• _TEXT SEGMENT_
──────

# Disappearing Edit Button



## Sandy VDH (Sep 2, 2008)

I have several posts that I would like to edit for clarity but it appears that the edit button is gone on some of my posts.

If there some business rule about the edit button that I am not aware of?  Why do some of my posts have edit buttons and others do not?

Some clarity please.


----------



## Keitht (Sep 2, 2008)

The ability to edit is either time limited or unavailable after a reply has been posted, possibly both.  This was brought in after a few people either edited their posts to change the meaning, long after replies had been posted, or deleted all their posts if they didn't like the replies.


----------



## TUGBrian (Sep 2, 2008)

yes there is a time limit...I believe it is 48 hours.


----------



## Makai Guy (Sep 2, 2008)

Sandy Lovell said:


> I have several posts that I would like to edit for clarity but it appears that the edit button is gone on some of my posts.

──────

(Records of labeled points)

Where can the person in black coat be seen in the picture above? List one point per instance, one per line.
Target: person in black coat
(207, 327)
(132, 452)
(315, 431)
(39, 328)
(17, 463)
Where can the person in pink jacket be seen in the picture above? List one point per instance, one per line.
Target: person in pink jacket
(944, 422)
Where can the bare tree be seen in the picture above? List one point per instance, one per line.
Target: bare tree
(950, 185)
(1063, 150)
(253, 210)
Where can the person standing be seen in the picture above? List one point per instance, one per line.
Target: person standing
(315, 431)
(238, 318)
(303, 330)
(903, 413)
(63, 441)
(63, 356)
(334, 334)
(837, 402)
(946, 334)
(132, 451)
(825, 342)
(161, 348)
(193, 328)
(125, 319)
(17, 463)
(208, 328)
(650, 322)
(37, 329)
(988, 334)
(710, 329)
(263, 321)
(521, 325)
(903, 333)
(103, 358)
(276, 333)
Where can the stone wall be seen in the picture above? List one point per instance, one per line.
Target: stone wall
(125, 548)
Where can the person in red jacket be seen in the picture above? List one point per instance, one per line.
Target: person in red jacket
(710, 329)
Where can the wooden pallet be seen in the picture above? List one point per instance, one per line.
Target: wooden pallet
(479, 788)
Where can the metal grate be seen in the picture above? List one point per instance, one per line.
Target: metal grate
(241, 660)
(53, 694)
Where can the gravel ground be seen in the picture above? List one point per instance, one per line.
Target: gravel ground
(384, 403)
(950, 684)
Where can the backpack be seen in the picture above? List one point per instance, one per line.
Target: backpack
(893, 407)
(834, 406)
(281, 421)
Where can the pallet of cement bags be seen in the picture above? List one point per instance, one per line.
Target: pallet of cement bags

──────

• _BRIEF_
Write the next part of the forum thread about the disappearing edit button, picking up right after its final line.

• _WRITTEN ANSWER_
> 
> If there some business rule about the edit button that I am not aware of?  Why do some of my posts have edit buttons and others do not?
> 
> Some clarity please.



See: How do I edit my posts?

For future reference, answers to most of your BBS operational questions (including this one) can be found in the Troubleshooting Help sticky thread in the About TUG BBS forum.


----------



## Bill4728 (Sep 3, 2008)

If you do need an edit after the 48 hours, the TUG BBs moderators can edit it for you. 

I often fail to type in contractions when I type things. So  I'll type "no, you can do that" but meant to type "no, you can't do that"   Which is something that really does need to be fixed.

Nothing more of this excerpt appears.